**GIVEN PASSAGE**:
»»

Turning to SOL/BTC, again, there is the possibility that this range above 71.7k satoshis is distributive, and we will know that if we see a breakdown below that level, but for now price is simply range-bound and making lower highs. I am expecting this level to hold for now, with any push towards 100k satoshis and opportunity to look for shorts (would be synthetic – BTC/USD long, SOL/USD short etc.) back towards 71.8k satoshis. My stop there would be the swing-high at 111k satoshis, which, if broken and closed above, would shift the momentum in favour of trend continuation back to the all-time high at 137k satoshis.


Monero:

XMR/USD

Weekly:

XMRUSDWeekly

Daily:

XMRUSDDaily

XMR/BTC

Weekly:

XMRBTCWeekly

Daily:

XMRBTCDaily

Price: $230.36 (0.00602 BTC)

««

**CHALLENGE 1**: Collect every line of the records that contains the string "bowl", treating uppercase and lowercase letters as different.
The trading commentary and the records come from separate, unrelated sources.

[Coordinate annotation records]
»»

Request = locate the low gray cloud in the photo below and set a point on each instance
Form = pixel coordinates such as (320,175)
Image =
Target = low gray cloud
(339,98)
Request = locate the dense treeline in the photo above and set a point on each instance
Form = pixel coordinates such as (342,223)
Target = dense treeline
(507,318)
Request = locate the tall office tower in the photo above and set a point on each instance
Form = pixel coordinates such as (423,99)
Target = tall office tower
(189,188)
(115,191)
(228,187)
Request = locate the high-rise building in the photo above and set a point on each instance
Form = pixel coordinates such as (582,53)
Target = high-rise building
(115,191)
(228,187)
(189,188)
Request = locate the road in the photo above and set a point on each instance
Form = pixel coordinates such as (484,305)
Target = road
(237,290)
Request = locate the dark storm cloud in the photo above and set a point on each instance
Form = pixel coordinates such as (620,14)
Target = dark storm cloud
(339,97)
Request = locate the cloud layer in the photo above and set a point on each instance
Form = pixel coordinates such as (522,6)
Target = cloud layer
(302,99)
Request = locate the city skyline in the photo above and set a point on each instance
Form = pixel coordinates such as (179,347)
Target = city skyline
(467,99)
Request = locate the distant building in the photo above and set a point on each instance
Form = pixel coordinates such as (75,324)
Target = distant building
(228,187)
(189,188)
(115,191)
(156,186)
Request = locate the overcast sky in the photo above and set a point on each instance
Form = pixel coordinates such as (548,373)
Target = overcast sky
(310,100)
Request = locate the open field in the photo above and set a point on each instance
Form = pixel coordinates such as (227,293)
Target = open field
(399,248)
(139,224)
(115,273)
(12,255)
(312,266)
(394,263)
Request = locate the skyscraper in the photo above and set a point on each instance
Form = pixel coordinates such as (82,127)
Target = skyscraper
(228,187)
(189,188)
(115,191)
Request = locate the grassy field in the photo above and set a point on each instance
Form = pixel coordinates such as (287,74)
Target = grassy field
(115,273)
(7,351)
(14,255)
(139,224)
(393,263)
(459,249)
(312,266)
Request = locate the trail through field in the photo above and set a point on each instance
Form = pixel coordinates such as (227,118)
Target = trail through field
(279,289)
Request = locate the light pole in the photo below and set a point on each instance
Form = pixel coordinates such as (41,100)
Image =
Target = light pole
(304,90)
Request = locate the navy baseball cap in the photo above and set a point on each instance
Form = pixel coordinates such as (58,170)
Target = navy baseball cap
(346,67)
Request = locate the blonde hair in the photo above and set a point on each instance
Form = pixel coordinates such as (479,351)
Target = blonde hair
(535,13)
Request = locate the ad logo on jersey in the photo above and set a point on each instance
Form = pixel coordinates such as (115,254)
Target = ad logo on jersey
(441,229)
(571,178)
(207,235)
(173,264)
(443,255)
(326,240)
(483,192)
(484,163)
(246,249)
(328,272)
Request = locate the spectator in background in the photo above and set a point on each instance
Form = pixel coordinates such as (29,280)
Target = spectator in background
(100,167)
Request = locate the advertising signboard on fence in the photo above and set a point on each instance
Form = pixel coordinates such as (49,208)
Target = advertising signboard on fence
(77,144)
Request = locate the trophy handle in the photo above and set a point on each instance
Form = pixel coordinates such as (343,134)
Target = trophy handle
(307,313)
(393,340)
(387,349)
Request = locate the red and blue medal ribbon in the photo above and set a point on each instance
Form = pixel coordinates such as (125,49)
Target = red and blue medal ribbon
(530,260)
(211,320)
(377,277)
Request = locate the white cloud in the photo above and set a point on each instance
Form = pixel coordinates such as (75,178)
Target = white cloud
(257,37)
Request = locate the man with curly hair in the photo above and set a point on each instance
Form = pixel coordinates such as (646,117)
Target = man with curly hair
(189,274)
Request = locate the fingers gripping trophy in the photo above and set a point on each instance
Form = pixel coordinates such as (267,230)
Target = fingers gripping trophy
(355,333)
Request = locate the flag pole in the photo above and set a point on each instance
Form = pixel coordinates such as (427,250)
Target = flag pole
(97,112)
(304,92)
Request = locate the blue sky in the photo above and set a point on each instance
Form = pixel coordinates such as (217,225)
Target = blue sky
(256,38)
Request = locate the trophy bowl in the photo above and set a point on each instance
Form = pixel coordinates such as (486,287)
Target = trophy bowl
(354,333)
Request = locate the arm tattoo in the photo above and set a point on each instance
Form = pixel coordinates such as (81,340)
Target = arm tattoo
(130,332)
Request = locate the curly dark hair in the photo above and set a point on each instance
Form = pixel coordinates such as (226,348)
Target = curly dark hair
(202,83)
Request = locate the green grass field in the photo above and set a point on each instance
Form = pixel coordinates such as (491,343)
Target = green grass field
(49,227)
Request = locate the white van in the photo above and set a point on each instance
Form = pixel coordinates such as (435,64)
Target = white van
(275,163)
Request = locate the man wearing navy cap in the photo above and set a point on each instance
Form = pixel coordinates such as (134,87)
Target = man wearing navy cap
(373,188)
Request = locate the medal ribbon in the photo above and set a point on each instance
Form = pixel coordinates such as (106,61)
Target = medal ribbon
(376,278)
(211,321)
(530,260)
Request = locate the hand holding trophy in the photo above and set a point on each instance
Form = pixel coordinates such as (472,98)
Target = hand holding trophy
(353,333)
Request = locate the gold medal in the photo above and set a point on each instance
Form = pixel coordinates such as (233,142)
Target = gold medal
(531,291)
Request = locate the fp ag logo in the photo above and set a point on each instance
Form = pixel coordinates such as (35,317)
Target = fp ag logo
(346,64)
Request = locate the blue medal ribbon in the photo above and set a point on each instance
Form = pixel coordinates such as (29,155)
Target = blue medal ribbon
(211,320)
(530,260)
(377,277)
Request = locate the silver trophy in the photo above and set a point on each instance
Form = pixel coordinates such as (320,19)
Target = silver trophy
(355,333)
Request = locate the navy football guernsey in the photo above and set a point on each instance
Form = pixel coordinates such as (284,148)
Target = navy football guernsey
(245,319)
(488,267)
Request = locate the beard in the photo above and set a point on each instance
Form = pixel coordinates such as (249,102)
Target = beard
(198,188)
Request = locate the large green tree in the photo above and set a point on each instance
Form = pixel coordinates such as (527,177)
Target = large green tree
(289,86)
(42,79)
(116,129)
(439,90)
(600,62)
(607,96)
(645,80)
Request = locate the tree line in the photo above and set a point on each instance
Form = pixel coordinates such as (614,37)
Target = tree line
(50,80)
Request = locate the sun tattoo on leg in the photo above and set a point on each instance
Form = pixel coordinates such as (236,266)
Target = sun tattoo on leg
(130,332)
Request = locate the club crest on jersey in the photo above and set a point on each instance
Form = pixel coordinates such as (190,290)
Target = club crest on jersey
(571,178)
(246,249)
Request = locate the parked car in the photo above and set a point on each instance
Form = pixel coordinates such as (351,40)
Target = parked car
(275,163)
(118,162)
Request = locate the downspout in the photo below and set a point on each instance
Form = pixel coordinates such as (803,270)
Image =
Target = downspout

««

**CHALLENGE 2**: Extract the part of the trading commentary that opens with the words containing "Turning to SOL/BTC, again, there" and closes with "at 137k satoshis.".

**CORRECT OUTPUT 1**:
Request = locate the trophy bowl in the photo above and set a point on each instance
Target = trophy bowl

**CORRECT OUTPUT 2**:
Turning to SOL/BTC, again, there is the possibility that this range above 71.7k satoshis is distributive, and we will know that if we see a breakdown below that level, but for now price is simply range-bound and making lower highs. I am expecting this level to hold for now, with any push towards 100k satoshis and opportunity to look for shorts (would be synthetic – BTC/USD long, SOL/USD short etc.) back towards 71.8k satoshis. My stop there would be the swing-high at 111k satoshis, which, if broken and closed above, would shift the momentum in favour of trend continuation back to the all-time high at 137k satoshis.